## FONTE
▼
05 jul, 2022 - 07:00 • Tomás Anjinho Chagas , Susana Madureira Martins
A Câmara Municipal de Lisboa (CML) pode ser o travão para a venda da sede do CDS-PP ao Chega. O edifício pertence ao Patriarcado de Lisboa, mas desde 2004 a autarquia lisboeta tem “direito de preferência” sobre a sede dos democratas-cristãos no Largo do Caldas, no centro da capital.
D. Manuel Clemente diz que, além de conversas, “não recebemos nenhuma” proposta em concreto. Já Nuno Melo, o novo líder do CDS-PP fala em “disparates” do partido liderado por André Ventura.
Em 2004, a CML realizou “obras coercivas” no edifício porque o Patriarcado não realizou as “obras de conservação”, por isso, o Patriarcado teve de assumir uma dívida de 608 mil euros perante a Câmara, revela a autarquia, em resposta a diversas perguntas enviadas pela Renascença.
Apesar de o município não ser o proprietário, a atual sede do CDS só pode ser vendida com o consentimento da Câmara ou se a dívida, resultante das obras, for paga.
A autarquia, salienta, numa das respostas à Renascença, que “não pode vender o que não lhe pertence”, no entanto, ressalva que “neste caso, pode fazer depender o negócio do pagamento da dívida ao município”.
Neste momento, em vez de o CDS pagar a renda de cerca de 1.000 euros ao Patriarcado de Lisboa (o arrendatário), efetua o pagamento diretamente à Câmara Municipal de Lisboa. Esta foi a forma, acordada entre todas as partes, para o valor das obras coercivas ser pago à CML. Até maio deste ano, a autarquia lisboeta avançou que 215 mil euros já foram pagos. Isto representa cerca de 35% do valor das obras (608 mil euros).
A intervenção da CML pode pesar no futuro da história do edifício-sede do CDS-PP, mas o Chega mostrou recentemente interesse em comprar o imóvel. É público que os centristas têm um problema de saúde financeira por resolver, mas o líder centrista, Nuno Melo, apressou-se a dizer que o CDS não vai sair do Caldas.
Depois da proposta do Chega para ficar com a sede (...)
O Patriarcado de Lisboa, proprietário do edifício adianta à Renascença que “espera para ver”. D. Manuel Clemente ressalva que “o edifício está alugado” e que “as rendas estão pagas”.
Em relação à Câmara de Lisboa, o Cardeal Patriarca assume que a autarquia tem uma palavra a dizer. “Também tem, com certeza. Mas aí, no que diz respeito à relação proprietário-inquilino, são as regras gerais que funcionam”, assegura.
Sobre propostas concretas, D. Manuel Clemente diz que “conversas são conversas, propostas são propostas”, sublinhado que não houve nada concreto.
▲
## OBJETIVO 1
Por favor, reproduza o trecho da notícia sobre a sede do CDS-PP que começa nas palavras "05 jul, 2022" e termina depois de "enviadas pela Renascença.".
A notícia e as entradas não têm qualquer relação entre si.

Anotações de pontos em fotografias:
▼
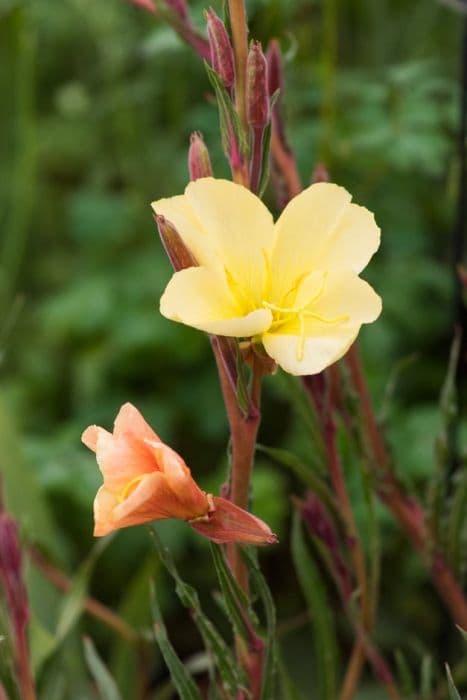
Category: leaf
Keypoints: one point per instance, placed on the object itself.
(288, 687)
(304, 472)
(270, 654)
(225, 663)
(234, 598)
(453, 692)
(314, 593)
(73, 602)
(426, 677)
(181, 678)
(104, 681)
(266, 147)
(457, 515)
(437, 486)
▲
## OBJETIVO 2
Reúna todas as linhas das entradas que contêm a palavra "itself", respeitando maiúsculas e minúsculas.

## RESULTADO 1
05 jul, 2022 - 07:00 • Tomás Anjinho Chagas , Susana Madureira Martins
A Câmara Municipal de Lisboa (CML) pode ser o travão para a venda da sede do CDS-PP ao Chega. O edifício pertence ao Patriarcado de Lisboa, mas desde 2004 a autarquia lisboeta tem “direito de preferência” sobre a sede dos democratas-cristãos no Largo do Caldas, no centro da capital.
D. Manuel Clemente diz que, além de conversas, “não recebemos nenhuma” proposta em concreto. Já Nuno Melo, o novo líder do CDS-PP fala em “disparates” do partido liderado por André Ventura.
Em 2004, a CML realizou “obras coercivas” no edifício porque o Patriarcado não realizou as “obras de conservação”, por isso, o Patriarcado teve de assumir uma dívida de 608 mil euros perante a Câmara, revela a autarquia, em resposta a diversas perguntas enviadas pela Renascença.

## RESULTADO 2
Keypoints: one point per instance, placed on the object itself.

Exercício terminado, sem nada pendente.